PROBLEM STATEMENT »
Copy the listing word for word from its first line through the line containing "column 462, row 96", including that line.

— BEGIN —

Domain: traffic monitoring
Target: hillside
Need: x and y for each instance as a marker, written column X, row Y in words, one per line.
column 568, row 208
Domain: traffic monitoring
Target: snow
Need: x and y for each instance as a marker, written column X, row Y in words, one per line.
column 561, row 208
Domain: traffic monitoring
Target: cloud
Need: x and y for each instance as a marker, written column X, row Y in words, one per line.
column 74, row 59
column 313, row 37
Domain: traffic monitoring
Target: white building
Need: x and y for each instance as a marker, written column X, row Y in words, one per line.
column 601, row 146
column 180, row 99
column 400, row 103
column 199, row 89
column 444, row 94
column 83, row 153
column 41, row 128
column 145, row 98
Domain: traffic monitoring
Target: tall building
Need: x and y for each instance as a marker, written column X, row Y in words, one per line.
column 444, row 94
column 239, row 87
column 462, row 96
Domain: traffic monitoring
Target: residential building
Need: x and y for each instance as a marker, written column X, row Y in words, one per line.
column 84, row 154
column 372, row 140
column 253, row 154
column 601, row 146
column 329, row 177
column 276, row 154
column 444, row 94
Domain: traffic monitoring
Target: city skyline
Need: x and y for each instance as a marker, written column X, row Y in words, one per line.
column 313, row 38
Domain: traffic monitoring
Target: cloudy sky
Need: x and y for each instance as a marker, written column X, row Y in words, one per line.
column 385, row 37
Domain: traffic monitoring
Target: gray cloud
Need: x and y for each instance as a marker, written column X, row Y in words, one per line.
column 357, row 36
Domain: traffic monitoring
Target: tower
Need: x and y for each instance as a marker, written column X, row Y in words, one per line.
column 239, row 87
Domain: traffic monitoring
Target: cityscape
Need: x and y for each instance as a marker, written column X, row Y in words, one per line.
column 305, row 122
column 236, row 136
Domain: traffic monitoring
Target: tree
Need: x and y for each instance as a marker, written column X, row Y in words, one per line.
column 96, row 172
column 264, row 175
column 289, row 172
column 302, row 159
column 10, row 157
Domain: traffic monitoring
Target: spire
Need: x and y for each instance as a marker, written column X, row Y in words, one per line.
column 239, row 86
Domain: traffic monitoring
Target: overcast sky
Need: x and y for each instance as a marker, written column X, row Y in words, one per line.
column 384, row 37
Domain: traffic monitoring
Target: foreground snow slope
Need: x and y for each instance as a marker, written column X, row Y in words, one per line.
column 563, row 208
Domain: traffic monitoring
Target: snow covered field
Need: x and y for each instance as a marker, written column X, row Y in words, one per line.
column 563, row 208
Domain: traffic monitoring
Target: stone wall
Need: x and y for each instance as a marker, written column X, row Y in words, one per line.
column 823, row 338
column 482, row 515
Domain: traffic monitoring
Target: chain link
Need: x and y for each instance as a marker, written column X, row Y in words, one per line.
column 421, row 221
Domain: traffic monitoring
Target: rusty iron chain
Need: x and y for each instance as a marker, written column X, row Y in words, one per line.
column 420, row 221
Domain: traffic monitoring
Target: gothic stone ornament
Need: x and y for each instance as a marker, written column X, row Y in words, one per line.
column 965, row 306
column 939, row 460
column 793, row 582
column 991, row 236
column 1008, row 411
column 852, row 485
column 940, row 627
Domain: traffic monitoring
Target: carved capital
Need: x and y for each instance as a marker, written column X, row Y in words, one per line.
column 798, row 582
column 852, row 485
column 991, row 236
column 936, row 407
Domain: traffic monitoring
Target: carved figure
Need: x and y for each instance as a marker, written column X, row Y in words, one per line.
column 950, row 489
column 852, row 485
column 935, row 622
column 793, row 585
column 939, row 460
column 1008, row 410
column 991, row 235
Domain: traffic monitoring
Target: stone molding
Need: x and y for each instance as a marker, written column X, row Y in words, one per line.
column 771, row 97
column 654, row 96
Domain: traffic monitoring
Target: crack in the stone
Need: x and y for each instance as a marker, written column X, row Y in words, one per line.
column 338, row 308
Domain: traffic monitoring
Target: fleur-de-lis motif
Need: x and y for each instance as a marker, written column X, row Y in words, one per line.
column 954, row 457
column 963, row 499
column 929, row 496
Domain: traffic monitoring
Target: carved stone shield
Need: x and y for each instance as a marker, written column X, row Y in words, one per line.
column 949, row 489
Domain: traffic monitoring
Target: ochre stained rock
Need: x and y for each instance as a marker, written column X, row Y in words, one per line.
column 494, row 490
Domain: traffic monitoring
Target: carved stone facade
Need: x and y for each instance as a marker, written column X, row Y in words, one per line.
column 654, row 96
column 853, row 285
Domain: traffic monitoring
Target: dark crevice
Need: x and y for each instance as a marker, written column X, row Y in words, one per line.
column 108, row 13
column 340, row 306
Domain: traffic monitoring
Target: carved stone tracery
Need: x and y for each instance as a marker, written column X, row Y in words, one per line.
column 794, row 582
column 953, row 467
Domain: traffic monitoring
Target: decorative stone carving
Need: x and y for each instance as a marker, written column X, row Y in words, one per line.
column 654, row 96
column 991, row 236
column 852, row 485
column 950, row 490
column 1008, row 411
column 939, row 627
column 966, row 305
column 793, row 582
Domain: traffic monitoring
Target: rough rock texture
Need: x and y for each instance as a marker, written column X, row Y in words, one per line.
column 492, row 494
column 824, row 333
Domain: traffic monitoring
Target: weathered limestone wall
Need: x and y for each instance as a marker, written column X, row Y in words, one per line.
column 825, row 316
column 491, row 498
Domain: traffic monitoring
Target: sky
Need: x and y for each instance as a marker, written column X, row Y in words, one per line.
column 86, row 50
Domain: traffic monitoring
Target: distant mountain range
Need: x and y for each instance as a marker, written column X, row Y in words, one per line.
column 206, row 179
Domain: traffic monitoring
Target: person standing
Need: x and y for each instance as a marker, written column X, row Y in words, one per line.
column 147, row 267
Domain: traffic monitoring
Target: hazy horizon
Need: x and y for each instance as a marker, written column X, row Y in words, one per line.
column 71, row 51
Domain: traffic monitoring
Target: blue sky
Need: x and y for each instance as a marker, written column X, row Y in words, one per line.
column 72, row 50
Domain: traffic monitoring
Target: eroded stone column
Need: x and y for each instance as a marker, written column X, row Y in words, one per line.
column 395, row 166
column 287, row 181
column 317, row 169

— END —

RESPONSE »
Domain: traffic monitoring
Target: hillside
Need: x and y for each instance as a marker, written column X, row Y in words, one per line.
column 568, row 208
Domain: traffic monitoring
Target: snow
Need: x and y for each instance as a marker, written column X, row Y in words, one per line.
column 561, row 208
Domain: traffic monitoring
Target: cloud
Need: x and y for each instance as a marker, written column X, row Y in words, one per line.
column 74, row 59
column 313, row 37
Domain: traffic monitoring
Target: white building
Need: x and y for each instance as a marker, written column X, row Y in words, one per line.
column 601, row 146
column 180, row 99
column 400, row 103
column 199, row 89
column 444, row 94
column 83, row 153
column 41, row 128
column 145, row 98
Domain: traffic monitoring
Target: tall building
Need: x and y for each instance as a marker, written column X, row Y in words, one per line.
column 444, row 94
column 239, row 87
column 462, row 96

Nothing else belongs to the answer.